Both the line containing "If you would be willing to indicate the green tree" and the last line of the listing are included: write out exactly the lines from one to the other.

[Given records start]

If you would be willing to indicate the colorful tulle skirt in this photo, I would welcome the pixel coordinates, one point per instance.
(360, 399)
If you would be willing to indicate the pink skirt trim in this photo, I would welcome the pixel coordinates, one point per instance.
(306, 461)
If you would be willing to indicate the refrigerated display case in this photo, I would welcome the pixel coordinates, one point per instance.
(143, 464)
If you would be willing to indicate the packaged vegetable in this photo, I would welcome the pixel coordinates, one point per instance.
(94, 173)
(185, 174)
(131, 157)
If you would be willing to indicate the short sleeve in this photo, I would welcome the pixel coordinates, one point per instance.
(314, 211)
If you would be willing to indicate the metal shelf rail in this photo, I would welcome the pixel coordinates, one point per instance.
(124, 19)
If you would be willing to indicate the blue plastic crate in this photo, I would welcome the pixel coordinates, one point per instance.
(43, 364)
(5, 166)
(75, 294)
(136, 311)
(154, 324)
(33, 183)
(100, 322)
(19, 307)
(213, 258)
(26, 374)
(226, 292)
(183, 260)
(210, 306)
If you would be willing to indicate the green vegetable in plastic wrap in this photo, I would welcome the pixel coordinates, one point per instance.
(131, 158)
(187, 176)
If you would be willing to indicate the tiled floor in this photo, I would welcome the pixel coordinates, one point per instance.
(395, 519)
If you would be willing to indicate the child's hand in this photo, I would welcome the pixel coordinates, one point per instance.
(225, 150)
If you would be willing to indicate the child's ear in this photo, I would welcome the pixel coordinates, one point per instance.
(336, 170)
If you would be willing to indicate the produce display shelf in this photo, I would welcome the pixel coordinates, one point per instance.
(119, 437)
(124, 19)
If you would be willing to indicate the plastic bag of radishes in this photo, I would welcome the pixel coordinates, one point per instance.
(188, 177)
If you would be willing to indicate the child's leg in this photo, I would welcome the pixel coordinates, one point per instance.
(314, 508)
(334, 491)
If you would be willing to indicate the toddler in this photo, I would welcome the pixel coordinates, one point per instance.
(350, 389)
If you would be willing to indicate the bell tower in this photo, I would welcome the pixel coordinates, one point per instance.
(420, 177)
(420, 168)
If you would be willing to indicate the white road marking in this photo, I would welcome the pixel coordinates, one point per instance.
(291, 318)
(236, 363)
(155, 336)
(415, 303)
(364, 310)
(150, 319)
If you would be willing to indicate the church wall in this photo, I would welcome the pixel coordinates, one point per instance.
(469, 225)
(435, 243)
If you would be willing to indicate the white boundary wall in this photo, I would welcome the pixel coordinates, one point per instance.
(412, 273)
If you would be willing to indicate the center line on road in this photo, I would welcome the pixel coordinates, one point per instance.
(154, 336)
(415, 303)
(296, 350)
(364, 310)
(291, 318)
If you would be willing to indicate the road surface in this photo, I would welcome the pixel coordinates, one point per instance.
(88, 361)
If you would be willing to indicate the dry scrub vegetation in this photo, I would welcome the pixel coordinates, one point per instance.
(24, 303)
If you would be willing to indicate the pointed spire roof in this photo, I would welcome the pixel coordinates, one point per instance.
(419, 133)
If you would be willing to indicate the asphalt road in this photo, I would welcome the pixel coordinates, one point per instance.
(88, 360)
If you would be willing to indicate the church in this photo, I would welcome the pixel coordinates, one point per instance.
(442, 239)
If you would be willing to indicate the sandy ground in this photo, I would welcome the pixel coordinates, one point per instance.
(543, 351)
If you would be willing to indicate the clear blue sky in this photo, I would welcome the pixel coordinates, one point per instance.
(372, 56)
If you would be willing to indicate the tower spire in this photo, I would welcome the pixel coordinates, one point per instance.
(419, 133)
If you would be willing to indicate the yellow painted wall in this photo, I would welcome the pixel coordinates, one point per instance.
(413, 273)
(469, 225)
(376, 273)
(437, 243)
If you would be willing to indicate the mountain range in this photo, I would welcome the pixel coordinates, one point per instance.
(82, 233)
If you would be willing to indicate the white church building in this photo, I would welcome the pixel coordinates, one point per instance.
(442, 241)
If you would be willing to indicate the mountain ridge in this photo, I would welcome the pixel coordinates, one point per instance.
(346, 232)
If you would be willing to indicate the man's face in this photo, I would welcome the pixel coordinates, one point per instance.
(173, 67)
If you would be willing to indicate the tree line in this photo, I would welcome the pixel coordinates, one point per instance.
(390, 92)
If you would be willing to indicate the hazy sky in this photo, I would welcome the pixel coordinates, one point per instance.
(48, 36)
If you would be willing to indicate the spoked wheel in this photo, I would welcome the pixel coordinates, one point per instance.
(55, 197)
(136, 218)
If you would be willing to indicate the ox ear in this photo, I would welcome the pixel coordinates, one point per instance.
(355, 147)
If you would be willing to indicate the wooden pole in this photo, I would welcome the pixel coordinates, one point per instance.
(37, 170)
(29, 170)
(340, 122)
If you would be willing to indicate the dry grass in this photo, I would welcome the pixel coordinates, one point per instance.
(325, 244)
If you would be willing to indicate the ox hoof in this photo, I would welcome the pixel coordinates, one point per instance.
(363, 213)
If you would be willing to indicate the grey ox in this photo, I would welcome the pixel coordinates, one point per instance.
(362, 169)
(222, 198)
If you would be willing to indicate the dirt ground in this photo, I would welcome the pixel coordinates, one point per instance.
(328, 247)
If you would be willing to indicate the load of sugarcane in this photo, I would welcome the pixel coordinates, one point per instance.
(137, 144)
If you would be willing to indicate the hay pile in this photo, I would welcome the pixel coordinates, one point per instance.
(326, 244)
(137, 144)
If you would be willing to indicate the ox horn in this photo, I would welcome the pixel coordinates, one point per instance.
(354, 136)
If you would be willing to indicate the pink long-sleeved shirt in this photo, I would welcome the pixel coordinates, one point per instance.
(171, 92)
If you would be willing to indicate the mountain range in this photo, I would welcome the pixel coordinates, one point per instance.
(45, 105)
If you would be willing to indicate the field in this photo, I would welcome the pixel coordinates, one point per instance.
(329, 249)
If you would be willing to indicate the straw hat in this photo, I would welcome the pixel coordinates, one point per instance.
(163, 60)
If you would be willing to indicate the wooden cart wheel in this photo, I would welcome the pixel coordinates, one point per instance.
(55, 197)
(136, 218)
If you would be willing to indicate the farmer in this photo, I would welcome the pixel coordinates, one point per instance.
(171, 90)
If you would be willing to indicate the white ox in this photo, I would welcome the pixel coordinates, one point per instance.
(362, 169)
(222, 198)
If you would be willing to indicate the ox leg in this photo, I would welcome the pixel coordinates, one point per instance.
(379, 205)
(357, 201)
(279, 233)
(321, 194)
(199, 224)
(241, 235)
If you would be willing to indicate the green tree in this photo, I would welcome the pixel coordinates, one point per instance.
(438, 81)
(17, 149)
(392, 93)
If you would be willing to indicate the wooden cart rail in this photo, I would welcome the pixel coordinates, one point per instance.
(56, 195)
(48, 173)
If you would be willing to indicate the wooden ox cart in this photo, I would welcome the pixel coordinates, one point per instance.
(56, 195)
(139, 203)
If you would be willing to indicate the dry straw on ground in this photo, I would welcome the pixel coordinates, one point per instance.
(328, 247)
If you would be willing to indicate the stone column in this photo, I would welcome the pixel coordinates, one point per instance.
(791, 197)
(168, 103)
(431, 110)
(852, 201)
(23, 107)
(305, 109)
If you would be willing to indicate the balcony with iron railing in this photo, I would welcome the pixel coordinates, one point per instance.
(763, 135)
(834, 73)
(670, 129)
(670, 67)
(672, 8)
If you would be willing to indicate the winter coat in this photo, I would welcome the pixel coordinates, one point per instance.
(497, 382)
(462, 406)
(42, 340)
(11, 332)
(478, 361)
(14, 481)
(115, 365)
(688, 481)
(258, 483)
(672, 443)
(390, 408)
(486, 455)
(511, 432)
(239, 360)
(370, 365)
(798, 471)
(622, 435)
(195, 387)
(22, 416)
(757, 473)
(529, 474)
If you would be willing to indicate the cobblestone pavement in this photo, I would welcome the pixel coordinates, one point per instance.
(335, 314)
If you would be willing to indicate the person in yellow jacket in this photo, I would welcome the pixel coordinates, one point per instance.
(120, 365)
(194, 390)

[Given records end]

Final result =>
If you would be willing to indicate the green tree in this photo, I would welcome the pixel coordinates, one point per instance.
(438, 81)
(17, 149)
(392, 93)
If you would be willing to indicate the wooden cart rail in this photo, I would welcome the pixel coordinates, one point per instance.
(56, 195)
(48, 173)
If you would be willing to indicate the wooden ox cart in this photo, I would welcome the pixel coordinates, one point per instance.
(56, 195)
(139, 203)
If you would be willing to indicate the dry straw on ground in this photo, I would welcome the pixel coordinates, one point per instance.
(328, 247)
If you would be willing to indicate the stone column in this photo, I would welcome the pixel coordinates, one point per instance.
(791, 197)
(168, 103)
(431, 110)
(852, 201)
(23, 107)
(305, 109)
If you would be willing to indicate the balcony with iron railing in this photo, I would welcome the pixel coordinates, one point per instance.
(763, 135)
(834, 73)
(670, 129)
(670, 67)
(672, 8)
If you would be willing to indicate the winter coat in this photo, I would welcome the pixel coordinates, one point per instance.
(497, 382)
(462, 406)
(42, 340)
(11, 332)
(478, 361)
(14, 481)
(115, 365)
(688, 481)
(258, 483)
(672, 443)
(390, 408)
(486, 455)
(511, 432)
(239, 360)
(370, 365)
(798, 471)
(622, 435)
(195, 387)
(22, 416)
(757, 473)
(529, 474)
If you would be willing to indicate the cobblestone pavement in this photo, I would welcome the pixel coordinates, one point per instance.
(335, 314)
If you would be willing to indicate the person in yellow jacket in this photo, I would welcome the pixel coordinates, one point per instance.
(120, 365)
(194, 390)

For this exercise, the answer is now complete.